┌─ Исходный текст
Первая пятерка. Папа – с мячом
Знаменитая баскетбольная команда BBCR. Папа – капитан – третий слева
Вместе с несколькими выпускниками школы, отчаянными любителями этой игры, отец основал команду BBCR (Русский баскетбольный клуб). Участвуя в играх на первенство Франции, команда начала с самого низшего дивизиона и через несколько лет добралась до высшей лиги и до чемпионских титулов. Это была, скорее, не команда, а семья. Некоторые из игроков-основателей BBCR не только живы по сей день, но и, несмотря на почтенный возраст – за восемьдесят, все еще собираются по воскресеньям, чтобы побросать в кольцо; процент попадания у них поразительно высок.
* * *
Сейчас уже нет никого. Живы их дети и внуки, но ни те, ни другие не играют в «баскет» и не говорят по-русски.
Весь клуб, со вторым и юношеским составами
Папа. Фото на паспорт, 1934 г.
Мама. Фото на паспорт. 1934 г.
* * *
Благодаря близкому другу Вове Барашу, работавшему, как и моя мать, на «Парамаунте», отец получил работу в кино – правда, на «Парамаунте» не было свободных мест, и он устроился в филиале другой американской компании, MGM. Там отец познакомился с другим эмигрантом из России, Иосифом Давидовичем Гордоном, и очень с ним сдружился. Втроем (вместе с Барашем) они снимали квартиру, выпивали, ухаживали за девушками и вообще куролесили. В 1936 году Папашка, как прозвали Гордона, вернулся в Советский Союз. Отец встретился с ним вновь лишь спустя восемнадцать лет. Иосифу Давидовичу предстояло сыграть важнейшую роль в моей жизни…
Тото с мамой
История Вовы Бараша достойна отдельного рассказа. Это был человек необыкновенно добрый и любвеобильный, с ярко выраженными данными комика. Вся округа умирала от смеха, когда он, прижав верхней губой короткую черную расческу к носу, выходил на балкончик своей квартиры и, размахивая руками, пародировал Гитлера. Бараш был доверчивым и наивным – только этим можно объяснить то, что когда в оккупированном Париже гестапо издало приказ, обязывающий всех евреев явиться для регистрации, он явился. И когда было приказано надеть нарукавник со звездой Давида, он надел его. Друзья-французы не уставали поражаться ему: «Неужели ты не понимаешь, немцы не могут жить без Ordnung[1 - Ordnung – порядок (нем.).], для них слово verboten[2 - Verboten – запрещенный (нем.).] почитаемо, правила – священны. Если ты не играешь по правилам, они беспомощны, но если принимаешь их, тебе конец».
└─
┌─ Сохраненные строки
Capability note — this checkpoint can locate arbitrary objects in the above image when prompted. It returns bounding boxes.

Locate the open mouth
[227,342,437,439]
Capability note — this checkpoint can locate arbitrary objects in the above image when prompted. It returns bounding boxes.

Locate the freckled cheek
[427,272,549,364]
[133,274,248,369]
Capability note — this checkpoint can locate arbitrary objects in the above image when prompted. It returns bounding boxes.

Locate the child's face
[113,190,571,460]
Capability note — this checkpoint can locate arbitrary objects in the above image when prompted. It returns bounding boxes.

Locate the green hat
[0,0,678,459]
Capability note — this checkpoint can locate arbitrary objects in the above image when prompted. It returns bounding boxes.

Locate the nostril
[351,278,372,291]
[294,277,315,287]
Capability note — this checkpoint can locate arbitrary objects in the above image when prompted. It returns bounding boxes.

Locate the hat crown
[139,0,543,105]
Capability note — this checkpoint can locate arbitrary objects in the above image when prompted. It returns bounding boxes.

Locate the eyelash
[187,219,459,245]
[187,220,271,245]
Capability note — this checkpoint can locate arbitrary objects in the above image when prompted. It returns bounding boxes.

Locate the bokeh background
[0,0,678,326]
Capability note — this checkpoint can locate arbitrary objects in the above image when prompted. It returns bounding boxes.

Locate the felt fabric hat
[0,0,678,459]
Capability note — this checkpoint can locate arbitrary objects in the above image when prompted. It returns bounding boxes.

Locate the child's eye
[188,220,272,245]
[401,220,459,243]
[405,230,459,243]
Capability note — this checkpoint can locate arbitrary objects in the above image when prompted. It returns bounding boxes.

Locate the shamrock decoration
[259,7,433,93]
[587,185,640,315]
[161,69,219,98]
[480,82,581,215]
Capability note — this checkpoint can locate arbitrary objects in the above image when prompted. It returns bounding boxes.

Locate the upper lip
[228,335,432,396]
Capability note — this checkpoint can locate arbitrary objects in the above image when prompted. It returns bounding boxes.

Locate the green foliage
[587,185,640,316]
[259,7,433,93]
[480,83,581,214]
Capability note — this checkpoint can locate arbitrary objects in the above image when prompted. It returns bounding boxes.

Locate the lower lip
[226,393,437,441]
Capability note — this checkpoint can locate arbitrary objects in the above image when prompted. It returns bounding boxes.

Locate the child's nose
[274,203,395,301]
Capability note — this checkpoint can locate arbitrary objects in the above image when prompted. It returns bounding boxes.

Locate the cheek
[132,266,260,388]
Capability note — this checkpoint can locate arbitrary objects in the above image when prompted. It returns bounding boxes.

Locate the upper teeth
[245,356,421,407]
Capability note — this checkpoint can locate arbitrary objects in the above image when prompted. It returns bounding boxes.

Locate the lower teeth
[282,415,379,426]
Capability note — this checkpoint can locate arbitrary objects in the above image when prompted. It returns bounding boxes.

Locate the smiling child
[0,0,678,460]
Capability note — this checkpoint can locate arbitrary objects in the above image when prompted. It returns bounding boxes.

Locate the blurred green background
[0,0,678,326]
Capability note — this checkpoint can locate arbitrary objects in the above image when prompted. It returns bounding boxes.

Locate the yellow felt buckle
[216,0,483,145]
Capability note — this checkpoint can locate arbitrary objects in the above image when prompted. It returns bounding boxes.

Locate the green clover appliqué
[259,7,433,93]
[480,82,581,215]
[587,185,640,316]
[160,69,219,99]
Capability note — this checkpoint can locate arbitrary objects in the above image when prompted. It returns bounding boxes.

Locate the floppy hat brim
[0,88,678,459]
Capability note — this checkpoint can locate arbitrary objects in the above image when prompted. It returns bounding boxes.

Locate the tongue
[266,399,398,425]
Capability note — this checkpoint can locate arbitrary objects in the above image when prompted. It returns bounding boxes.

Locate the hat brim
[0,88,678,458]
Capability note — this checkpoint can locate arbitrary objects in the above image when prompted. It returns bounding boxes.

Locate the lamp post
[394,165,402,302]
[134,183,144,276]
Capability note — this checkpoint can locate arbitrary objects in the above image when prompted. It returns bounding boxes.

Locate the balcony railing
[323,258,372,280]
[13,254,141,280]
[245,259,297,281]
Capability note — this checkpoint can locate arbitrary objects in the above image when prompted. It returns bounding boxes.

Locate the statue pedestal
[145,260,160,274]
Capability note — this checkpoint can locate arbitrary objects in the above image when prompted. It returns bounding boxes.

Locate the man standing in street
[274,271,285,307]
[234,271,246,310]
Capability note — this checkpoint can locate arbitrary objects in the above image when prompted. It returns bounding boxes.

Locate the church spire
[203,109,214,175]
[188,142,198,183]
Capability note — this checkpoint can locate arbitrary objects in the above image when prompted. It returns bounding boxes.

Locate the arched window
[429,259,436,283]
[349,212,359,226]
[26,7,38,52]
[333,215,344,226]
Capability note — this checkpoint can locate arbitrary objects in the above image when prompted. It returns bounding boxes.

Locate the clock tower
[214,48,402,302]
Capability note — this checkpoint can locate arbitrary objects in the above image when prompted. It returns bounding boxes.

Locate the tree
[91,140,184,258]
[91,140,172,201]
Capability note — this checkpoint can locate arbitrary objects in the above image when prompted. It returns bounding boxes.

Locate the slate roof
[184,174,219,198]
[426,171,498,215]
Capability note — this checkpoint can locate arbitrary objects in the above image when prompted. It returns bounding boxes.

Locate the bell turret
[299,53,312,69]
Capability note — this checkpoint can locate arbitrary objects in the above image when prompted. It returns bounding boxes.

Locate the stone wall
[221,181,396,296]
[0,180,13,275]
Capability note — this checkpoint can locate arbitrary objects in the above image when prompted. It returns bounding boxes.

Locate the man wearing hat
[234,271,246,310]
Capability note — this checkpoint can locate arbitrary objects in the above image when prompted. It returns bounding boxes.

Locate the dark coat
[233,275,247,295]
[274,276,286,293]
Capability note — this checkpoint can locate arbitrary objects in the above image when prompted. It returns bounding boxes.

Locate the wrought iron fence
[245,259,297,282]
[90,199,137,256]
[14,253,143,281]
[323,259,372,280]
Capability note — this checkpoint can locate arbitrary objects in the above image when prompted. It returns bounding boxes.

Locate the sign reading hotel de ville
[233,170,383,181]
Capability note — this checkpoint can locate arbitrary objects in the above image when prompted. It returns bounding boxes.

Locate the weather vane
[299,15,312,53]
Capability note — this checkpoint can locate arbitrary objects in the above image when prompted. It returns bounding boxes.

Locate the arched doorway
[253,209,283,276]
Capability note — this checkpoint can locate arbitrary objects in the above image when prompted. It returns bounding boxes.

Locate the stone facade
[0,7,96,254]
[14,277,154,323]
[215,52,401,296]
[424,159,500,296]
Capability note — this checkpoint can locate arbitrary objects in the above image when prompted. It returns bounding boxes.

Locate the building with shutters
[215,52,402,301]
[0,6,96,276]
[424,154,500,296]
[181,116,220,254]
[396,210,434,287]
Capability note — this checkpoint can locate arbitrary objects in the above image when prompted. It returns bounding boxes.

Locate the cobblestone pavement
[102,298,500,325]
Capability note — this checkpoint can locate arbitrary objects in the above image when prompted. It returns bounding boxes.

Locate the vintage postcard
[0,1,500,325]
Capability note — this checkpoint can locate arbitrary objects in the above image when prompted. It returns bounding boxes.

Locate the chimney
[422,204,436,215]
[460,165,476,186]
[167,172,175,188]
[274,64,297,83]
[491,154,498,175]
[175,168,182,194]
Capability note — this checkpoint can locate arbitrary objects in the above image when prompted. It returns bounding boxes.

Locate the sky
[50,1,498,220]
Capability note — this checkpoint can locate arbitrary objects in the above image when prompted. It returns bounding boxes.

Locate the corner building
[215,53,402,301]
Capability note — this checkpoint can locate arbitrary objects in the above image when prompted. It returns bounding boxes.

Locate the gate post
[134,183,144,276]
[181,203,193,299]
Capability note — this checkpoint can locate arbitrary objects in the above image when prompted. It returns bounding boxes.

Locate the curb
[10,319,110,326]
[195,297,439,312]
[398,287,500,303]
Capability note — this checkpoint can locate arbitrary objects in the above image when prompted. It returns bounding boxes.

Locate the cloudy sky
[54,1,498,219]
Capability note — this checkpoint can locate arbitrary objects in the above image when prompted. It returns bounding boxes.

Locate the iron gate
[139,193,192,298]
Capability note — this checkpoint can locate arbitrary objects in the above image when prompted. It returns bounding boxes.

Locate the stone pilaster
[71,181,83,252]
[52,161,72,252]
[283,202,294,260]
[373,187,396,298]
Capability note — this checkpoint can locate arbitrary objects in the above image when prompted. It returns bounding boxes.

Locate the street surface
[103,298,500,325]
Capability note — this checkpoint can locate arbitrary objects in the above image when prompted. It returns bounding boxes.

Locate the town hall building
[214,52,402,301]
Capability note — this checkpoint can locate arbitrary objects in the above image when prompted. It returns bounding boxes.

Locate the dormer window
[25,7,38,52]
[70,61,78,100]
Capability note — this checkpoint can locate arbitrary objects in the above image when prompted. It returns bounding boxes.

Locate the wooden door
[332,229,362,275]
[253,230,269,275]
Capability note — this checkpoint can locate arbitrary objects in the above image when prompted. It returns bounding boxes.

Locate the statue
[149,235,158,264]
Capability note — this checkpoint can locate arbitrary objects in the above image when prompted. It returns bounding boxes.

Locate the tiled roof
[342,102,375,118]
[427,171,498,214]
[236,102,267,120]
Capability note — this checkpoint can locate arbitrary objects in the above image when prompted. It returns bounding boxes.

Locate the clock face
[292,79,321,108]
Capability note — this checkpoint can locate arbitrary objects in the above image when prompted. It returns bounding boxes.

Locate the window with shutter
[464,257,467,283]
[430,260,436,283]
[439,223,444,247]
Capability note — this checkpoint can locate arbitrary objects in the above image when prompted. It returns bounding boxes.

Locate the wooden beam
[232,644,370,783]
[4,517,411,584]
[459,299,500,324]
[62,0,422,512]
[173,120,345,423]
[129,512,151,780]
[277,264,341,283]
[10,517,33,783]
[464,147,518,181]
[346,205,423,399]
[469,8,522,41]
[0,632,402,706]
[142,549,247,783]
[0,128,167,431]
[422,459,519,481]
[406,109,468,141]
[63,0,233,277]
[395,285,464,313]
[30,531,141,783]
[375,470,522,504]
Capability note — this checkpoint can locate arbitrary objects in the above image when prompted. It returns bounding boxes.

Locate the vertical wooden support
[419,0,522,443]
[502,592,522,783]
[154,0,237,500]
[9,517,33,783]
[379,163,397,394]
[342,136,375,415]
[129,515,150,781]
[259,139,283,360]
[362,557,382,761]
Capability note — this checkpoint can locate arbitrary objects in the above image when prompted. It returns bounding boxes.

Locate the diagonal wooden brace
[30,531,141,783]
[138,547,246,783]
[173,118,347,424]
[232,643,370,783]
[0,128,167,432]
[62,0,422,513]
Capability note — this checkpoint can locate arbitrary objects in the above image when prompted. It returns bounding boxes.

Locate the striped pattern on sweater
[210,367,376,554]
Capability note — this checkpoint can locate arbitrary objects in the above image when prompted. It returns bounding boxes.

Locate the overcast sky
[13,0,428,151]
└─
■ **Задание 1**:
Перепишите без изменений строки списка, начиная с самой первой и заканчивая строкой, в которой стоит «[113,190,571,460]», включая обе границы.
■ **Задание 2**:
Допишите продолжение исходного текста, воспоминаний об отце, команде BBCR и Вове Бараше, начиная сразу после его последнего предложения.

■ **Результат упражнения 1**:
Capability note — this checkpoint can locate arbitrary objects in the above image when prompted. It returns bounding boxes.

Locate the open mouth
[227,342,437,439]
Capability note — this checkpoint can locate arbitrary objects in the above image when prompted. It returns bounding boxes.

Locate the freckled cheek
[427,272,549,364]
[133,274,248,369]
Capability note — this checkpoint can locate arbitrary objects in the above image when prompted. It returns bounding boxes.

Locate the child's face
[113,190,571,460]

■ **Результат упражнения 2**:
Бараш не верил. Однажды утром к нему домой явились двое французских жандармов. Они информировали его о том, что придут забирать его во второй половине дня. «Приготовьтесь, месье», – сказали они, многозначительно глядя ему в глаза. И ушли. Бараш все понял, но вcе-таки отказывался верить, что речь идет о чем-то действительно серьезном, и поэтому решил спрятаться в собственном садике позади дома. К вечеру вновь явились оба жандарма, но на это раз в сопровождении немецких солдат. Они обыскали дом. Не найдя там никого, решили заглянуть в сад, где и обнаружили Бараша, пригнувшегося за кустом сирени. Они увели его. На следующий день один из жандармов вернулся, чтобы сказать жене Бараша буквально следующее: «Мы рисковали жизнью ради твоего мудака. Если все жиды такие же кретины, как он, значит, они получают по заслугам».
Эту историю мне рассказал много лет спустя отец. Она запомнилась мне навсегда.
* * *
Вова Бараш погиб в газовой камере. Вроде бы в Аушвице… Написал – и задумался: почему не упомянул об этом прежде? Может быть, то, как и где закончил свою жизнь Бараш, тогда не казалось мне столь уж важным фактом, во всяком случае, в сравнении с историей его ареста. А теперь кажется.
* * *
Отец и мать познакомились в 1930 или 1931 году благодаря общей профессии, тогда еще находившейся на ранней стадии развития и потому малочисленной: так или иначе, все были друг с другом знакомы. Я родился в Париже в 1934 году и был крещен в католической вере Владимиром Жеральдом Дмитрием Познером – в честь своего отца Владимира, матери Жеральдины и ближайшего друга отца по баскетбольным баталиям Дмитрия Волкова, согласившегося быть моим крестным. Родился я первого апреля, в день рождения матери. Было ли это предзнаменованием особого чувства, которым мы были связаны в течение всей ее жизни, или нет – не знаю. Но то, что первые пять лет своего существования я провел без отца, конечно, оставило след на моем становлении. Как потом рассказывала мама, отец не был в восторге от перспективы моего появления, он явно еще «не догулял». Мама, женщина тихая, но не обыкновенно сильная и гордая, взяла меня, тогда трехмесячного, и уплыла в США, где жили ее мать и младшая сестра Жаклин. Так я прибыл в Нью-Йорк. Странно ли, что мои первые воспоминания связаны с Америкой?
Мама. Нью-Йорк, 1936 г.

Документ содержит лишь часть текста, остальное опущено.